EXTRACTED DATA:
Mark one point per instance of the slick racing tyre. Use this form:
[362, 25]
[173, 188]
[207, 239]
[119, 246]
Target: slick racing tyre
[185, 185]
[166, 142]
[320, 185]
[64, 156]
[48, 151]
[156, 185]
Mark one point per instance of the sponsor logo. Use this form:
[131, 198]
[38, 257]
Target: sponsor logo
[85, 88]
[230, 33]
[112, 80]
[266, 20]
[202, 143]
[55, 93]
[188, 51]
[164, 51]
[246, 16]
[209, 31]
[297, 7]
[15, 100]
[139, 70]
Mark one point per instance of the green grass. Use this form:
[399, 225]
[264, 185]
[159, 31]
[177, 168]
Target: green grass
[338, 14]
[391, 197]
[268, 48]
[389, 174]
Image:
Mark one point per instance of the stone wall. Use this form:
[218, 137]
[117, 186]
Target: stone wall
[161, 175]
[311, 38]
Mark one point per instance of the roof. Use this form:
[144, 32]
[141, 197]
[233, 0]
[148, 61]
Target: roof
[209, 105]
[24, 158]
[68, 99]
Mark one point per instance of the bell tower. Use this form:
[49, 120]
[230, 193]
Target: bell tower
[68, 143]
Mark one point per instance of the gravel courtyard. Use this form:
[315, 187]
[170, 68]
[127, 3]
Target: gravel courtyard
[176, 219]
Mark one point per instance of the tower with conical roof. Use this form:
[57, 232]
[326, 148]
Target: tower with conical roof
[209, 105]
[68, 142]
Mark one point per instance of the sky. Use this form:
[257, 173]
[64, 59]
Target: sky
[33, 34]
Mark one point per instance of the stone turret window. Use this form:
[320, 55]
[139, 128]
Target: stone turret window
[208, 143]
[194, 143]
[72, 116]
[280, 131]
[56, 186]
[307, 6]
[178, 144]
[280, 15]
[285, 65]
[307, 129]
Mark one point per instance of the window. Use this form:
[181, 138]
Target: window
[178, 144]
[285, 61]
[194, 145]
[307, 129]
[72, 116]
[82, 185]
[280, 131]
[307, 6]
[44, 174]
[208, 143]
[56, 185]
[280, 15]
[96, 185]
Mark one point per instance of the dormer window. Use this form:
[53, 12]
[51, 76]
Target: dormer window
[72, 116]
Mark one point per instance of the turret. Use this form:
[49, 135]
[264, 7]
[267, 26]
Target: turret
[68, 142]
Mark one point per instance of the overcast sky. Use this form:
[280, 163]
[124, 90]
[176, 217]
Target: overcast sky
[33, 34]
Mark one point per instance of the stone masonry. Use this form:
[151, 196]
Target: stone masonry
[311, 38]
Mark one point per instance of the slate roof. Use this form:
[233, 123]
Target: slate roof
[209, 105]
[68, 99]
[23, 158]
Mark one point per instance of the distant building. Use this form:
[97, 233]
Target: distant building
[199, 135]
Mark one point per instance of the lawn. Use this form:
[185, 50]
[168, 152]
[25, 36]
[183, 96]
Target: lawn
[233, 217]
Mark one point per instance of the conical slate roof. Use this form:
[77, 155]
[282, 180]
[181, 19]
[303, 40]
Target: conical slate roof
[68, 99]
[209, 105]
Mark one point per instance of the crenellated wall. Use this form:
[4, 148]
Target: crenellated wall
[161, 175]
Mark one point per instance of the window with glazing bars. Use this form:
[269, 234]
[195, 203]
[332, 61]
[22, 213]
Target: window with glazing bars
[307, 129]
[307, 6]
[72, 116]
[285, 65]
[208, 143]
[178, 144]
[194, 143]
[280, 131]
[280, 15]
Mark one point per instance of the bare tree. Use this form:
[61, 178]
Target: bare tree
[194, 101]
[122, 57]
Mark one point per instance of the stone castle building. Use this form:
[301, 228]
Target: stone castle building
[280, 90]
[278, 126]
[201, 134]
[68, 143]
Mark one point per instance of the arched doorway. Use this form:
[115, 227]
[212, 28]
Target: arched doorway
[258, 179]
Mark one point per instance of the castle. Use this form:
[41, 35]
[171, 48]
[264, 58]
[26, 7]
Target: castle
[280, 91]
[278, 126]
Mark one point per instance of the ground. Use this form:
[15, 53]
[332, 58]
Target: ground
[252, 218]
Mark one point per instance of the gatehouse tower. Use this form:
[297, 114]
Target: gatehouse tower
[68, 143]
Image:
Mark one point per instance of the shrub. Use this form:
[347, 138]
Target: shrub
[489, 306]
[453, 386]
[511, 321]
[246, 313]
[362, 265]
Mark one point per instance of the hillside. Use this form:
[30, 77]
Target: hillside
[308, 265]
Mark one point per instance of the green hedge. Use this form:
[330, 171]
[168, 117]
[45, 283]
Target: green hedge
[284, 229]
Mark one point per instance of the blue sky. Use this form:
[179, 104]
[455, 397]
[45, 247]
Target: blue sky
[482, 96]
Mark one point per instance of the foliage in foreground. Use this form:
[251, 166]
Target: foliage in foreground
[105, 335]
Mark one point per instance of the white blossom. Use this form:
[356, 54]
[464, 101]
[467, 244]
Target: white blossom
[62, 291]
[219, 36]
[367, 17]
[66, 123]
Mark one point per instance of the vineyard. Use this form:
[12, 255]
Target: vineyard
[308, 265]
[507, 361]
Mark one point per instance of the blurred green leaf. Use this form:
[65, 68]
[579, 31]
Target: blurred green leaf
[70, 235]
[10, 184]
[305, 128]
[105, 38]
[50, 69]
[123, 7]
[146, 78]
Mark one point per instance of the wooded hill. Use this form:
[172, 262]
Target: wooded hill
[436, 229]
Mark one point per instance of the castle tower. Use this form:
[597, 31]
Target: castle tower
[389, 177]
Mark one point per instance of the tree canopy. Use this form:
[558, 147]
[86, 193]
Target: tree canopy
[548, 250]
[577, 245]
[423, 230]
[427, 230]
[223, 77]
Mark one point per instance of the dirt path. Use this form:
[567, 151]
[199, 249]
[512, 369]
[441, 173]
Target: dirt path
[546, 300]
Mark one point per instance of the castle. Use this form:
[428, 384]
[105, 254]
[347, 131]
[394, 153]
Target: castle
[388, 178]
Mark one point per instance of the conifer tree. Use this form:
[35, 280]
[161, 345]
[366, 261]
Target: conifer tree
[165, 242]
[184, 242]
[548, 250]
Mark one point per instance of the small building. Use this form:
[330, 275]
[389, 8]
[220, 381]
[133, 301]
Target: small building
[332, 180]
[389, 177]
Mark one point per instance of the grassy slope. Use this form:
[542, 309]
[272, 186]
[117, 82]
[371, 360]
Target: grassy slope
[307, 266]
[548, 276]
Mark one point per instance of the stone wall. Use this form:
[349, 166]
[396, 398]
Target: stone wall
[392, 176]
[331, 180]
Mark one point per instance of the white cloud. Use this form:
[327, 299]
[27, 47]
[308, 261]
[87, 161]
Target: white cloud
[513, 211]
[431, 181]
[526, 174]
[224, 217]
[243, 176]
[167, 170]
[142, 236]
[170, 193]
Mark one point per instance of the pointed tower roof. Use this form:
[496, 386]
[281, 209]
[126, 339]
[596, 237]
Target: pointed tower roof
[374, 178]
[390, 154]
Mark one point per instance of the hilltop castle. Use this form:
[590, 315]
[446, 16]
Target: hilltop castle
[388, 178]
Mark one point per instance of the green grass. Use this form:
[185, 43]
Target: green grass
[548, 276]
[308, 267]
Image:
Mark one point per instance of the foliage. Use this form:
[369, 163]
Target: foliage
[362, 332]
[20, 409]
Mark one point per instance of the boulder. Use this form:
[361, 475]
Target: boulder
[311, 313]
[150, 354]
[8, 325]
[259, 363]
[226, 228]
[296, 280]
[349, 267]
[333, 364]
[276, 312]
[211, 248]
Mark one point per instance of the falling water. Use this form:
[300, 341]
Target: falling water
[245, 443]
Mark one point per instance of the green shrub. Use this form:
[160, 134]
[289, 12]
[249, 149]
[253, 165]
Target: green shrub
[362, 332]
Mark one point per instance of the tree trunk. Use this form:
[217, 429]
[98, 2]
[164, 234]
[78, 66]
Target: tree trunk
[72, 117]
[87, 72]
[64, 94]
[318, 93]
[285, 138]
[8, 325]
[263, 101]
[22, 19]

THE TASK: Each line from the one holding "Mark one point per instance of the boulder." through the last line of the data is to be transcribed exactly, with nothing else added.

COMPLETED TASK:
Mark one point per instance of the boulder. Use this form:
[361, 475]
Target: boulder
[311, 313]
[150, 354]
[8, 325]
[259, 363]
[226, 228]
[296, 280]
[349, 267]
[333, 364]
[276, 312]
[211, 248]
Mark one point per instance of the falling water. Use this form:
[300, 341]
Target: falling water
[245, 443]
Mark one point per instance of the green shrub. Use this form:
[160, 134]
[289, 12]
[249, 149]
[253, 165]
Target: green shrub
[362, 332]
Mark one point per instance of the tree trunk. Use this form:
[217, 429]
[98, 2]
[164, 234]
[78, 66]
Target: tree trunk
[72, 117]
[87, 72]
[64, 94]
[318, 93]
[285, 138]
[8, 325]
[263, 101]
[22, 19]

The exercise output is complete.